§ **WORK REQUIRED**
Revise the material below by changing "place a single pin on each" to "mark each one with a point" everywhere it occurs, leaving everything else as it is. Omit the pictures from your answer.

§ **DATA RECORDS**
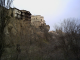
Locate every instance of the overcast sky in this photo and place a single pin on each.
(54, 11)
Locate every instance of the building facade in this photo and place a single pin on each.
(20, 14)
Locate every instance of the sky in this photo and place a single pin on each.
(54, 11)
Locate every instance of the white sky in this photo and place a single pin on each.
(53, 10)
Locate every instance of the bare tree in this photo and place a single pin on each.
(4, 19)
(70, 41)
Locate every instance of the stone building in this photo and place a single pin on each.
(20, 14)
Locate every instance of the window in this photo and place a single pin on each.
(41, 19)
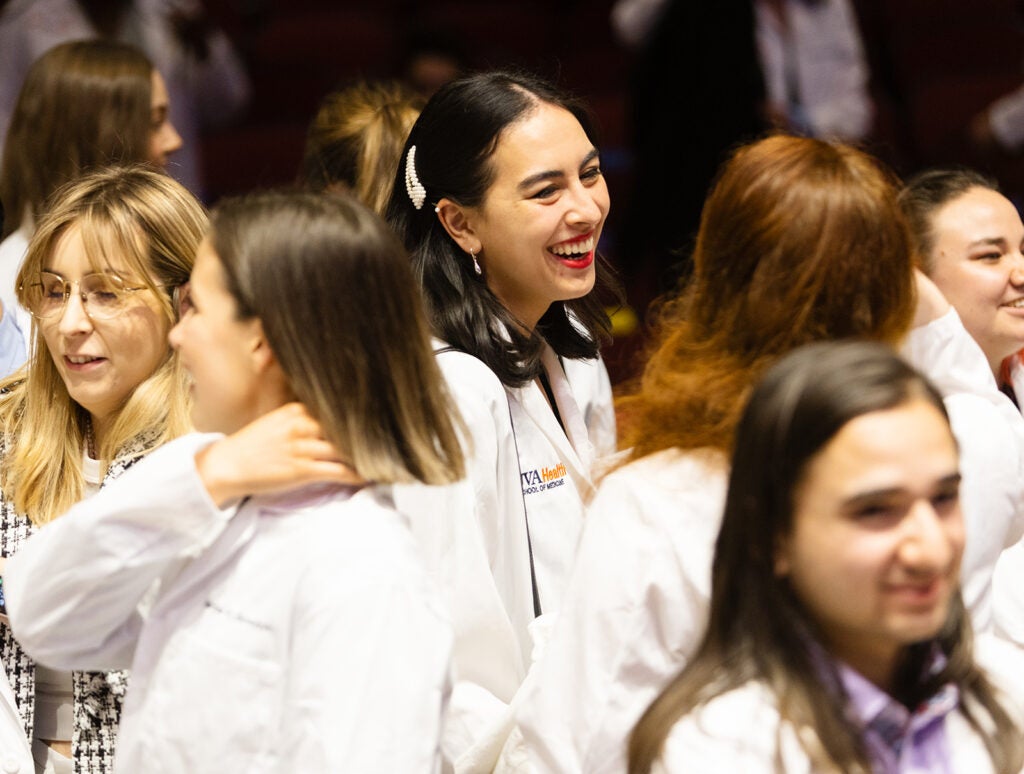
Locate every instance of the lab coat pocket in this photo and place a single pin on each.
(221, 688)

§ **TASK OUTPUT**
Locate every instance of the overcast sky in this photo and mark each one with a point.
(54, 11)
Locate every instance of the building facade in this photo and mark each one with a point.
(20, 14)
Locate every instance of the sky in this photo and mark each one with a point.
(54, 11)
Locate every instance of the white sky in this photo and mark each one with a point.
(53, 10)
Locate every instance of the bare tree in this photo and mark each one with a point.
(4, 19)
(70, 41)
Locate every instance of the stone building in this photo and mark each one with a point.
(20, 14)
Locate every instance of the window in this photo and mark each one with a point.
(41, 19)
Locate every instance of the lab coat pocket in this photo and mark each one with a point.
(221, 688)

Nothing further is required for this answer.